** WHAT NEEDS TO BE DONE **
Locate each line in the entries below that contains the string "outline", matching case, and copy those lines in full.

** Extracted records **
----
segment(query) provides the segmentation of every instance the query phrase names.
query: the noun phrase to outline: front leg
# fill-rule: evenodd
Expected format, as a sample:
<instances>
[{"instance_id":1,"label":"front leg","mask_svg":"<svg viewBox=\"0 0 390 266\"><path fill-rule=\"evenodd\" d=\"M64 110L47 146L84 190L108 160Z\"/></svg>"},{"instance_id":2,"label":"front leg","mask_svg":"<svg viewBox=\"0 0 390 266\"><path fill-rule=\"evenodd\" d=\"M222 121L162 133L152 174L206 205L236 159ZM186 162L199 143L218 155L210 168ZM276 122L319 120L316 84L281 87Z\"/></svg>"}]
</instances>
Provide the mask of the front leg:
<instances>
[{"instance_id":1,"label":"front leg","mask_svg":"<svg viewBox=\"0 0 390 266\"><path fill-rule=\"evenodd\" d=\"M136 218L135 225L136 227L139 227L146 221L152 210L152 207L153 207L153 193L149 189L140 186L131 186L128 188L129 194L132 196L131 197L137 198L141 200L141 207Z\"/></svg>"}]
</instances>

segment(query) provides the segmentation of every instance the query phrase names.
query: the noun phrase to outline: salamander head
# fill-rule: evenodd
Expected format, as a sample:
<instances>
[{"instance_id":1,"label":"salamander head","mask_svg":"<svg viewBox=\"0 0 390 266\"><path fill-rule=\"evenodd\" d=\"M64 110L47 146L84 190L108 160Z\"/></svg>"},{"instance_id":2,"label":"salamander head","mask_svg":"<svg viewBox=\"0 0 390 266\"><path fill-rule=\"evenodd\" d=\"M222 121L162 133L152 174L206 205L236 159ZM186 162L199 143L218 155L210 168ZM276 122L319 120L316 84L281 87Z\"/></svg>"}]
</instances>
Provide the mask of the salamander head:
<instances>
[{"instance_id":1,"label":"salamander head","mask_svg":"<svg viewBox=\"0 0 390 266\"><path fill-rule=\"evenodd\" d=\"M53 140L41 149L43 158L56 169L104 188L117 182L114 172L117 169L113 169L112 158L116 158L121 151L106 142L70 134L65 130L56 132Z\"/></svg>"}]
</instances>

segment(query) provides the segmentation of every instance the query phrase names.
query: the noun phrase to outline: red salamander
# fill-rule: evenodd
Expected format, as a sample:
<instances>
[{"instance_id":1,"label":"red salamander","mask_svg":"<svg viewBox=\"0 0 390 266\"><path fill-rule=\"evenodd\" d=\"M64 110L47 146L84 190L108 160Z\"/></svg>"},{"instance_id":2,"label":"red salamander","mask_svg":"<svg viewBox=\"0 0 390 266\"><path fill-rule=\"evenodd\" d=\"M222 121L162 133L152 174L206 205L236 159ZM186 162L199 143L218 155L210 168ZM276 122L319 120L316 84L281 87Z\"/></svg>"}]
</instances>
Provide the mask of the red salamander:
----
** FINAL RESULT **
query: the noun phrase to outline: front leg
query: the noun phrase to outline: salamander head
query: the noun phrase to outline: red salamander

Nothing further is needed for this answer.